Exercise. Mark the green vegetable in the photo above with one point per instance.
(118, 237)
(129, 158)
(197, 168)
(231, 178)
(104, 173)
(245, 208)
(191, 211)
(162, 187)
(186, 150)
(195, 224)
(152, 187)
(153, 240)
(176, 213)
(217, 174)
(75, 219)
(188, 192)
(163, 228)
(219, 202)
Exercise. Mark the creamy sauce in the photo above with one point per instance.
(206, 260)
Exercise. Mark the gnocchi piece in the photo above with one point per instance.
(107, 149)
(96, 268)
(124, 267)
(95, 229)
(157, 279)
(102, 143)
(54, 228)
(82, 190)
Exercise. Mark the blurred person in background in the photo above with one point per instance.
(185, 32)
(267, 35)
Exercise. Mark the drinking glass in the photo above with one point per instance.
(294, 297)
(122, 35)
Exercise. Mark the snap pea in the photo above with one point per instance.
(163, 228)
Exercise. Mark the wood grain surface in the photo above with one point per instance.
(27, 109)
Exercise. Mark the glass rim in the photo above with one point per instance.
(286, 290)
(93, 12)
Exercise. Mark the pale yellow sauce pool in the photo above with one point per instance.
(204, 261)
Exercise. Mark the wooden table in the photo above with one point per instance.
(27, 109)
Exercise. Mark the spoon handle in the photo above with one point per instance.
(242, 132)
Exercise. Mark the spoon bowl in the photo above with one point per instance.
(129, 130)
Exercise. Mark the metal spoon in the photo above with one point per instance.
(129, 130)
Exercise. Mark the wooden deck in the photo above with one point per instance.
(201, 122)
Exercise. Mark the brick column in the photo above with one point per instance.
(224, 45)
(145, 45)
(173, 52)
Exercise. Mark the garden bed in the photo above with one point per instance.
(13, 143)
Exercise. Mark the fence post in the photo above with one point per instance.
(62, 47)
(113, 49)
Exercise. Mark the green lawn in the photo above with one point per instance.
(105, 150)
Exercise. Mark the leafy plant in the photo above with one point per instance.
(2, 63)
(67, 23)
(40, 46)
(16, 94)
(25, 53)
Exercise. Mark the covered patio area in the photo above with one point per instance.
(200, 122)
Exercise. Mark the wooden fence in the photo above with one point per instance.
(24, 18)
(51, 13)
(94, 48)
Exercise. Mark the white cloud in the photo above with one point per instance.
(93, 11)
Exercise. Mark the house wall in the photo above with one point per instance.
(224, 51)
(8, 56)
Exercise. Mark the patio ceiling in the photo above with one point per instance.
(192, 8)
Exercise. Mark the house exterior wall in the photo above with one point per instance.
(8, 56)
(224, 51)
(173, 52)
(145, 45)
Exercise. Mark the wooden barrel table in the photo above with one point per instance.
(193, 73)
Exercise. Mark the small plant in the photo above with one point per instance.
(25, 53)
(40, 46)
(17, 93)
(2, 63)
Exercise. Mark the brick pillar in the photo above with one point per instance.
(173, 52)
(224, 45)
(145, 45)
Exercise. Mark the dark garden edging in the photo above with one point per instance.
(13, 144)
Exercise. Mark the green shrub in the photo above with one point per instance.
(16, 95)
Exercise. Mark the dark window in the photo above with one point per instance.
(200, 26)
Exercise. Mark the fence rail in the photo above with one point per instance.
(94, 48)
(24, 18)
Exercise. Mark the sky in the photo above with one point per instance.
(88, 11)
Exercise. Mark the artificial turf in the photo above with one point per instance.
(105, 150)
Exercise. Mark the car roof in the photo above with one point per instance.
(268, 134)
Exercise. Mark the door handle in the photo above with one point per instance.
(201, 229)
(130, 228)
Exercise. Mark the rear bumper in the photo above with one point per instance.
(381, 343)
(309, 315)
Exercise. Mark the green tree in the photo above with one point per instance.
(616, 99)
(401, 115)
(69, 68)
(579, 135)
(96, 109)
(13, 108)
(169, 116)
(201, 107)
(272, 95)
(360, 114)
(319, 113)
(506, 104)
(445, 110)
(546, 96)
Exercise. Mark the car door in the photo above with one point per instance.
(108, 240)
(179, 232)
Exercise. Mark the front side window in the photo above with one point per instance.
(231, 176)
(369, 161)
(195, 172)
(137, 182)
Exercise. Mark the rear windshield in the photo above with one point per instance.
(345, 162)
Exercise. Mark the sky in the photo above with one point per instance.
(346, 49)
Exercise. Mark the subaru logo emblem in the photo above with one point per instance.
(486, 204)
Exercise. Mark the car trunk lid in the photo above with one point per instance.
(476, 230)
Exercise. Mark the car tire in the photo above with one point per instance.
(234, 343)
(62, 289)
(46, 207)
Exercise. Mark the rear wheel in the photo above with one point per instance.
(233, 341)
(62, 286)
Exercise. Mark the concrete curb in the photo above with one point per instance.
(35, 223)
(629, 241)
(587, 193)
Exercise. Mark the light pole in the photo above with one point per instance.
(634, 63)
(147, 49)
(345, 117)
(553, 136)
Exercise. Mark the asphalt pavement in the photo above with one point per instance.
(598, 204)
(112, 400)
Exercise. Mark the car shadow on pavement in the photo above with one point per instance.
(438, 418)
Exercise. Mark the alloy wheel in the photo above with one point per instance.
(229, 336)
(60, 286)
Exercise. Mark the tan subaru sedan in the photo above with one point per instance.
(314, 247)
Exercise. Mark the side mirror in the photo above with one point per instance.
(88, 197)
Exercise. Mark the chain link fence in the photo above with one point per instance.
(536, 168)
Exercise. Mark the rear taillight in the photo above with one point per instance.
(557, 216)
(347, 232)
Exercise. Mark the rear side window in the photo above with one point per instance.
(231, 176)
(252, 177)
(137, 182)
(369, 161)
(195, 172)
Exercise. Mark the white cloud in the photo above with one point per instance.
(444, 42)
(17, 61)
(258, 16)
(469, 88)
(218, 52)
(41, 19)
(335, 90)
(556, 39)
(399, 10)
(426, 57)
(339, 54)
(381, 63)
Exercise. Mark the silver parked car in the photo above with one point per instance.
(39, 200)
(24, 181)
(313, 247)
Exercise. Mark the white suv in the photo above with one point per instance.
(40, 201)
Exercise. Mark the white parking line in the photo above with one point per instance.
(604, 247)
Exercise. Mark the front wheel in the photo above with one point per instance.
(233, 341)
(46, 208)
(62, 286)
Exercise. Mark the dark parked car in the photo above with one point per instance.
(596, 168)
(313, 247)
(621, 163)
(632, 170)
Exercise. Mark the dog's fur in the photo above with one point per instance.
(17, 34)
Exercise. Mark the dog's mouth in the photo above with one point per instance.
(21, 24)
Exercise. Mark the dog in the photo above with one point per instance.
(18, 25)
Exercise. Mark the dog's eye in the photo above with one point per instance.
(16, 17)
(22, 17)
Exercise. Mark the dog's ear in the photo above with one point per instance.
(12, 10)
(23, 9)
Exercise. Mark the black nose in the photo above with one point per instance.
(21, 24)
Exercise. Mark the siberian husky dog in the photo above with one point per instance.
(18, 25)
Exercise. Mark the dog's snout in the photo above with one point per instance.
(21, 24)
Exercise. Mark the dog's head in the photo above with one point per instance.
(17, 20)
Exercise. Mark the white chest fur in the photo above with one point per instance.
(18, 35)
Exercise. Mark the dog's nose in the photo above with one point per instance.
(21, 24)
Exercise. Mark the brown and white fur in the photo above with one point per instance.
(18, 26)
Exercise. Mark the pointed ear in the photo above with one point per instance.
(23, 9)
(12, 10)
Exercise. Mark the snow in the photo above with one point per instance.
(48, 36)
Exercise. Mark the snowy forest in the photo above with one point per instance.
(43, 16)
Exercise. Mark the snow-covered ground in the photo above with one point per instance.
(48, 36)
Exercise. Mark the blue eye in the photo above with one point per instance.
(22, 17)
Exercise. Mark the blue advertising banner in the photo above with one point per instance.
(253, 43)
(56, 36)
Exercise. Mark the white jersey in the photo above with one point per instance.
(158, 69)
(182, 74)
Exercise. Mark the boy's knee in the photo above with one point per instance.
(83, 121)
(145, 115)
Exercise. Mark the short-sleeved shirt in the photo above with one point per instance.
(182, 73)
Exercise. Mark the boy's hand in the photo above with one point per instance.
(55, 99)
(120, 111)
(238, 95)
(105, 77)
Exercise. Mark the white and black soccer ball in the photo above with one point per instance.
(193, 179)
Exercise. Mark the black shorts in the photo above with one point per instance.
──────
What the task requires –
Reproduce every line of the data, from the line containing "Exercise. Mark the black nose" through the end of the data, with both ends included. Rescale each answer coordinate by multiplying it by 2.1 and rounding to the nearest whole number, with halves rounded up, and leave all other text unchanged.

Solution to this problem –
Exercise. Mark the black nose in the photo above with one point per instance.
(44, 50)
Exercise. Mark the siberian husky dog in the photo above with one point per instance.
(38, 53)
Exercise. Mark the dog's snout in the photo above with one point per instance.
(44, 50)
Exercise. Mark the dog's head in the photo above with one point per instance.
(36, 42)
Exercise. Mark the white chest fur in the photo above with one point per instance.
(38, 74)
Exercise. Mark the dog's nose in the photo above with one point per instance.
(44, 50)
Exercise. Mark the brown and white fur in the photo above with one point per instance.
(38, 55)
Exercise. Mark the pointed ear in the photo above with one point per instance.
(48, 19)
(25, 21)
Exercise. Mark the snow in the photo above with one point per instance.
(101, 76)
Exercise. Mark the snowy forest in the photo above with one point per instance.
(90, 34)
Exercise. Mark the snow-covered ground in the photo above with one point per instance.
(101, 76)
Exercise. Mark the blue eye in the photo above with one point per instance.
(46, 36)
Exercise. Mark the blue advertising banner in the photo above with one point per instance.
(531, 90)
(118, 76)
Exercise. Mark the white jersey in the photo above with one point per instance.
(332, 145)
(382, 155)
Exercise. Mark the boy's knee in the photo above with one point per instance.
(174, 254)
(305, 242)
Exercise. Mark the short-sleeved shirt in the photo above with one point per instance.
(382, 153)
Exercise. Mark the boy's hand in the photo above with one point per instance.
(116, 208)
(252, 233)
(500, 200)
(221, 162)
Exercise. Mark the white and black soccer ball in the photo above with one point per instance.
(405, 376)
Exercise. Mark the black shorts in the photo above with one point per instance.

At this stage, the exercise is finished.